Extracted data entries:
———

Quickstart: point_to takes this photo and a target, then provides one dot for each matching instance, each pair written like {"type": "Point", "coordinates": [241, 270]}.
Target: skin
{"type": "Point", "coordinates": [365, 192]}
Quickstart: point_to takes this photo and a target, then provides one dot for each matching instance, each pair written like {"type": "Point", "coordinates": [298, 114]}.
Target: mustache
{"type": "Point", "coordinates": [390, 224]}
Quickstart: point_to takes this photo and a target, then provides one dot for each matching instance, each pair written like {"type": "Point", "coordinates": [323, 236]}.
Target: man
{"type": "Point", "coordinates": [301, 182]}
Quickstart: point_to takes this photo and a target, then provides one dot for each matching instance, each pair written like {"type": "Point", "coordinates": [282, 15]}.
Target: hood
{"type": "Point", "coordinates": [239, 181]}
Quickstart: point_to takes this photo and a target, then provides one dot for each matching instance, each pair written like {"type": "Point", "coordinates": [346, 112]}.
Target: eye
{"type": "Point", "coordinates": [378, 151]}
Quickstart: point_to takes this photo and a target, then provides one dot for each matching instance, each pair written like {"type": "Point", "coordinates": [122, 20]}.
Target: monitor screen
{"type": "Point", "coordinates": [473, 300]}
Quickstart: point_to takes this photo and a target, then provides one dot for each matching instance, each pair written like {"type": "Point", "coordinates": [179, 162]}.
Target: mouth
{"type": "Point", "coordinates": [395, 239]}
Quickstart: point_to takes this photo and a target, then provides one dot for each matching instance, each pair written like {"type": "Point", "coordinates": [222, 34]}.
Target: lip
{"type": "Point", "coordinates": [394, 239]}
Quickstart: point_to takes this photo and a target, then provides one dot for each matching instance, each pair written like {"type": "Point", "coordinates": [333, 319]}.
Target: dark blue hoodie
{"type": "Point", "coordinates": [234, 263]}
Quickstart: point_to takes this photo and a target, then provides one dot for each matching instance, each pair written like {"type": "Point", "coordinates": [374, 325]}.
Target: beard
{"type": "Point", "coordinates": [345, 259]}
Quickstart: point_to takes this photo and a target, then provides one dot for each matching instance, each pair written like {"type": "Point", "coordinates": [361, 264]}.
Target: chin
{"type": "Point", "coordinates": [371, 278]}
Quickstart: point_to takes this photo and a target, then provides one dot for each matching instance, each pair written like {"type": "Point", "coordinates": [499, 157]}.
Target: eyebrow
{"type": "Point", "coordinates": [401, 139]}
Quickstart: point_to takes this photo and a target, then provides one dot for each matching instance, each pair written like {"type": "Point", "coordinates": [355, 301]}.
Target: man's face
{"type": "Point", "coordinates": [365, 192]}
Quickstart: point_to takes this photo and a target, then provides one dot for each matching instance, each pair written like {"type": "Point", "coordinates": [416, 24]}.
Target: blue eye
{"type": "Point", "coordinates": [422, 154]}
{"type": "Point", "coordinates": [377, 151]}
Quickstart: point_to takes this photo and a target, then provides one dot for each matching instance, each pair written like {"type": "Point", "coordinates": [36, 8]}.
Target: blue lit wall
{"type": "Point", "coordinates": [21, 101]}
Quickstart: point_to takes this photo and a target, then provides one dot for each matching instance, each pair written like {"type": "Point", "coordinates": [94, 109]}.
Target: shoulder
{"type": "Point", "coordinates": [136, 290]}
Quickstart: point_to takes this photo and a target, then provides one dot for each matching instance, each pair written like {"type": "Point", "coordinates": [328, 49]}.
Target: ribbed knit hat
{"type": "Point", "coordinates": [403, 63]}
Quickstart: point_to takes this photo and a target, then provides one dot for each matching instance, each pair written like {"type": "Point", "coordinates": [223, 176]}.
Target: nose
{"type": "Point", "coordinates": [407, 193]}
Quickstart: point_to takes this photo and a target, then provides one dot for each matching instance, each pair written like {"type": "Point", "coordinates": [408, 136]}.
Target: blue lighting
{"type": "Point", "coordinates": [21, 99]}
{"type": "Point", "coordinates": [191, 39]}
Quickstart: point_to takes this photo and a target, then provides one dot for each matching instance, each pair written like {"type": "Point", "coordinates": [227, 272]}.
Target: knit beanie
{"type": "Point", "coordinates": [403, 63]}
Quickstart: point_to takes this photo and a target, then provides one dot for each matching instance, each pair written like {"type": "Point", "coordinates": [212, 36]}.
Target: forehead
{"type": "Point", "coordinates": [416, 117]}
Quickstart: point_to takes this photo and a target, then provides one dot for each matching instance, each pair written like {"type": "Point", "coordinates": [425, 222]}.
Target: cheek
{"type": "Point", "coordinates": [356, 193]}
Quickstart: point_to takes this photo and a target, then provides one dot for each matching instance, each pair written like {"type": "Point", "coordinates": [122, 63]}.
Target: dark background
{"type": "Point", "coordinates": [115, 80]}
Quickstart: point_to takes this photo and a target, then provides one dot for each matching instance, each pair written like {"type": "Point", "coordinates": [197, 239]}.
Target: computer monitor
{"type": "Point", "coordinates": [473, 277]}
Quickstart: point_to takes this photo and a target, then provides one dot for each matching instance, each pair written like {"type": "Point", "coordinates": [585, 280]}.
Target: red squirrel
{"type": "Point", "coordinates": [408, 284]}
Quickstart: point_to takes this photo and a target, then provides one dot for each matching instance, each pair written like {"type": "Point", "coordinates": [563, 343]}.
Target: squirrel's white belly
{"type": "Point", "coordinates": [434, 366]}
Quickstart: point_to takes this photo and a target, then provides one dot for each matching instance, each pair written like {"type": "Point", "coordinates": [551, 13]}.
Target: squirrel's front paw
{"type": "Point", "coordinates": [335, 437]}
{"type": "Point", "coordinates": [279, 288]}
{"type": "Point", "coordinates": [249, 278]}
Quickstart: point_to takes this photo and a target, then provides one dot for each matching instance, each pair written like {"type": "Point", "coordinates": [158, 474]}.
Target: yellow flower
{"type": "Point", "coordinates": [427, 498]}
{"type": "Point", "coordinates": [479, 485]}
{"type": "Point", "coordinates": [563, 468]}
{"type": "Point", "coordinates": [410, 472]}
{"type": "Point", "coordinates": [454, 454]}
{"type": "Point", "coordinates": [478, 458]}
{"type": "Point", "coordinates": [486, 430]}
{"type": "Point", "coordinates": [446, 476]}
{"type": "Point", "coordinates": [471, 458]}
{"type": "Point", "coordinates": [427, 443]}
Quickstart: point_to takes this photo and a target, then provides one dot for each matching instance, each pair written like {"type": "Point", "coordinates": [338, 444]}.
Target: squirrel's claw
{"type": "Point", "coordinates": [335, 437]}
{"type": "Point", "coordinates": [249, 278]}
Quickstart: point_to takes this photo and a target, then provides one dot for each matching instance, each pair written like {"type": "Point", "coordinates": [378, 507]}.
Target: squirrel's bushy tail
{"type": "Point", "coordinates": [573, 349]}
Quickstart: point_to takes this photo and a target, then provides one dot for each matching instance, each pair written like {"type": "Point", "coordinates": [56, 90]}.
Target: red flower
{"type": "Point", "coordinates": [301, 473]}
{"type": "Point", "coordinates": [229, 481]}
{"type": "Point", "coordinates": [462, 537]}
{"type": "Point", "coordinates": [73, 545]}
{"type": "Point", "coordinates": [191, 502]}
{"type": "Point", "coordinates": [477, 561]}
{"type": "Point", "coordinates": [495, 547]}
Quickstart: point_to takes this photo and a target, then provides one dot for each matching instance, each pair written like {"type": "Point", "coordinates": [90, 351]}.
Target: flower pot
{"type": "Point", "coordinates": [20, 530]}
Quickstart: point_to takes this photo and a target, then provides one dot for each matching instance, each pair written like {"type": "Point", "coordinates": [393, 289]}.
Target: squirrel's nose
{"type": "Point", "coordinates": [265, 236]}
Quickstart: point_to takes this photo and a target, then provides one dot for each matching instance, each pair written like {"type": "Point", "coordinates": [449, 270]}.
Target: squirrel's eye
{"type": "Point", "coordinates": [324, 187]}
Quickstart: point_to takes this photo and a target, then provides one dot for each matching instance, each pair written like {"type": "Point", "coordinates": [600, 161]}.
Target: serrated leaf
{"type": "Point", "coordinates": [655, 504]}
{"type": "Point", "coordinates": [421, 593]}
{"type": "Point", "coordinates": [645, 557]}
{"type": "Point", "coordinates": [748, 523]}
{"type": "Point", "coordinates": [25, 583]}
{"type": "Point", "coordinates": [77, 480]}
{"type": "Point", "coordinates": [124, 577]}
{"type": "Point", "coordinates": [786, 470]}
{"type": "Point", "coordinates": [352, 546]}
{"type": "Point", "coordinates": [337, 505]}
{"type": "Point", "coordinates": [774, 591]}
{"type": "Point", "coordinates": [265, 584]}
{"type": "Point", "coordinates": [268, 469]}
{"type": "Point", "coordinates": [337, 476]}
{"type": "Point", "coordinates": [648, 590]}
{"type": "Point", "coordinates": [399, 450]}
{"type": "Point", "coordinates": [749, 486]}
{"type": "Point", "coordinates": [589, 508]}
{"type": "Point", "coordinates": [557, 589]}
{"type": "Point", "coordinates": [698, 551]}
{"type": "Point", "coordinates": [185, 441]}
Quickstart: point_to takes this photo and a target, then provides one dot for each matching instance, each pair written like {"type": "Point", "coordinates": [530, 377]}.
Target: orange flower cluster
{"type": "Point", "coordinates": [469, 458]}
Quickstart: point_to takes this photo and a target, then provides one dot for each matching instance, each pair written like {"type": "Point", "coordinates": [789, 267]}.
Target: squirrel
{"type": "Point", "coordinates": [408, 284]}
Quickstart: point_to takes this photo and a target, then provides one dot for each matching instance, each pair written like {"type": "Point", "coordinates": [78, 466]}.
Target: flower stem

———

Exercise requirements
Report every line in the records above that contains the word "dark", copying each one in full.

Correct result
Target: dark blue hoodie
Target: dark background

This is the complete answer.